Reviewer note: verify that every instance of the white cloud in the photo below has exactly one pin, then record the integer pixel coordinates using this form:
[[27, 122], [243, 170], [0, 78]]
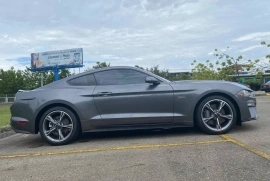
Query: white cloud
[[146, 32], [250, 48], [254, 36]]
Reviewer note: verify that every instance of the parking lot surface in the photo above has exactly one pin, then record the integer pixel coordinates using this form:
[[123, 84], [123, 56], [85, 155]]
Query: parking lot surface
[[177, 154]]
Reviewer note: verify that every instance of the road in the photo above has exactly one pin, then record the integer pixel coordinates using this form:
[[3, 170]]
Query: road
[[178, 154]]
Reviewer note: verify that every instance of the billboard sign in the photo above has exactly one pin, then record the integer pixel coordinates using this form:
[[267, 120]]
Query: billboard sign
[[69, 57]]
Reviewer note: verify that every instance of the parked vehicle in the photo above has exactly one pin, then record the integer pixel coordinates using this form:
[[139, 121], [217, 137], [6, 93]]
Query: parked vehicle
[[125, 98], [266, 87]]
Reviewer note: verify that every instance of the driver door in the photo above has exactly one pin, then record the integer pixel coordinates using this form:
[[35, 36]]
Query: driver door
[[123, 97]]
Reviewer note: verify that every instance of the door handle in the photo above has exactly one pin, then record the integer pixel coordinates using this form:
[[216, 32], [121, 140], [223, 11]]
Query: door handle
[[103, 93]]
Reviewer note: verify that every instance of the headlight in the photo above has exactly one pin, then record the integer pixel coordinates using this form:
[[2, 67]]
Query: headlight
[[245, 93]]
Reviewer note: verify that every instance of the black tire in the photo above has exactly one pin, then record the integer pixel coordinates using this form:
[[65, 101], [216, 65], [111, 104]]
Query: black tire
[[218, 124], [71, 136]]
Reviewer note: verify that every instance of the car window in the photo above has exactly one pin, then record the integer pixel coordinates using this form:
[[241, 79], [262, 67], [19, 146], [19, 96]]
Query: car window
[[120, 77], [86, 80]]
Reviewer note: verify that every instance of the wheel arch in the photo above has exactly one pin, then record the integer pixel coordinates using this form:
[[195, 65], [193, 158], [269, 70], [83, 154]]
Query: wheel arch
[[238, 120], [51, 105]]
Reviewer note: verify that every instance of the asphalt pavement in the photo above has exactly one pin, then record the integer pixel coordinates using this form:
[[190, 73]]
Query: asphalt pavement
[[177, 154]]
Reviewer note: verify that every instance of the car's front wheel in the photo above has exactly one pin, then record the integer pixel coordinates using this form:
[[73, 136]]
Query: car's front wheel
[[58, 126], [216, 115]]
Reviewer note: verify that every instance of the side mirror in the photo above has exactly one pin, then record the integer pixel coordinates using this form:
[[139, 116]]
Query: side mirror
[[151, 80]]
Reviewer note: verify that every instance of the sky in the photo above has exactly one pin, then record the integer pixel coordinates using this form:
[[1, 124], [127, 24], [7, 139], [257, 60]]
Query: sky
[[167, 33]]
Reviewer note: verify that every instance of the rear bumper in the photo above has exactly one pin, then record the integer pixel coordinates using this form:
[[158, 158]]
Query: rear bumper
[[267, 89]]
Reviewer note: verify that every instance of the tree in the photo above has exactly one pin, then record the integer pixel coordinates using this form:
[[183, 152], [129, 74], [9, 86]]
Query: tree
[[11, 81], [224, 68]]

What to produce:
Render all the records above as a Markdown table with the columns Number and Text, giving each line its own numbered row. Skip blank lines and leave the pictures out.

Solution to the exercise:
| Number | Text |
|---|---|
| 1 | Reviewer note: verify that every instance of the white cloud in the photo below has exactly one pin, then record the integer pixel coordinates using this form: |
| 2 | [[27, 122], [243, 170], [0, 78]] |
| 3 | Query: white cloud |
| 4 | [[146, 32], [250, 48], [254, 36]] |
| 5 | Reviewer note: verify that every instance of the parking lot surface in the photo above has exactly one pin, then record the integer pixel coordinates using this form: |
| 6 | [[123, 84], [123, 56], [85, 155]] |
| 7 | Query: parking lot surface |
| 8 | [[177, 154]] |
| 9 | Reviewer note: verify that every instance of the road in the photo above has exactly one pin, then record the integer pixel coordinates using this form: |
| 10 | [[3, 170]] |
| 11 | Query: road |
| 12 | [[178, 154]] |
| 13 | Reviewer note: verify that every instance of the billboard sign in the photo above has exactly one pin, then record the integer pixel coordinates using this form: |
| 14 | [[267, 120]] |
| 15 | Query: billboard sign |
| 16 | [[69, 57]] |
| 17 | Reviewer note: verify that every instance of the parked vehicle in the photo above has exactly one pin, then record the integer pixel coordinates using this form: |
| 18 | [[139, 121], [217, 137], [6, 93]] |
| 19 | Query: parked vehicle |
| 20 | [[125, 98], [266, 87]] |
| 21 | Reviewer note: verify that every instance of the driver door in the photo above has exactly one pin, then record the integer pixel coordinates using this form: |
| 22 | [[35, 36]] |
| 23 | Query: driver door |
| 24 | [[123, 97]] |
| 25 | Reviewer note: verify that every instance of the door handle in the photo above has exactly one pin, then record the integer pixel coordinates using this form: |
| 26 | [[216, 32], [121, 140], [223, 11]] |
| 27 | Query: door handle |
| 28 | [[103, 93]] |
| 29 | Reviewer note: verify that every instance of the headlight in the photo above has exactly one pin, then record the integer pixel coordinates using this form: |
| 30 | [[2, 67]] |
| 31 | Query: headlight |
| 32 | [[245, 93]] |
| 33 | Reviewer note: verify that every instance of the black tire in the photo above has exactly one pin, then record the integer pixel coordinates using this form: |
| 34 | [[65, 101], [216, 65], [111, 104]] |
| 35 | Query: black tire |
| 36 | [[218, 124], [71, 136]] |
| 37 | Reviewer note: verify that every instance of the car window in the photo above has exactly one pin, then record the integer pixel coordinates using this form: |
| 38 | [[241, 79], [262, 67], [19, 146], [19, 96]] |
| 39 | Query: car window |
| 40 | [[120, 77], [86, 80]] |
| 41 | Reviewer note: verify that every instance of the wheel arch in the photo above has exactly one pin, then record the integer pixel coordinates using this form: |
| 42 | [[195, 65], [193, 158], [269, 70], [83, 154]] |
| 43 | Query: wheel arch |
| 44 | [[238, 120], [51, 105]] |
| 45 | Reviewer note: verify that every instance of the asphalt pavement in the photo above has exactly one pin, then record the integer pixel coordinates using this form: |
| 46 | [[190, 73]] |
| 47 | Query: asphalt pavement |
| 48 | [[177, 154]] |
| 49 | Reviewer note: verify that every instance of the car's front wheel in the photo above has exactly one pin, then record the integer pixel coordinates using this form: |
| 50 | [[73, 136]] |
| 51 | Query: car's front wheel |
| 52 | [[58, 126], [216, 115]] |
| 53 | Reviewer note: verify that every instance of the side mirror in the photo above has exactly one pin, then record the integer pixel coordinates using this form: |
| 54 | [[139, 116]] |
| 55 | Query: side mirror |
| 56 | [[151, 80]] |
| 57 | Reviewer note: verify that every instance of the sky in the photo above has exactly one pin, then record the integer pixel coordinates using this form: |
| 58 | [[1, 124], [127, 24], [7, 139], [257, 60]] |
| 59 | Query: sky |
| 60 | [[167, 33]] |
| 61 | Reviewer note: verify that every instance of the rear bumper in the photo above has exactly one pin, then record the integer pixel coordinates using this form: |
| 62 | [[158, 158]] |
| 63 | Query: rear bumper |
| 64 | [[267, 89]] |
| 65 | Reviewer note: verify that every instance of the tree in the photo above has exactly one pin, then record the integer pixel coordinates using this form: |
| 66 | [[183, 152], [129, 74], [9, 86]] |
| 67 | Query: tree |
| 68 | [[11, 81], [224, 68]] |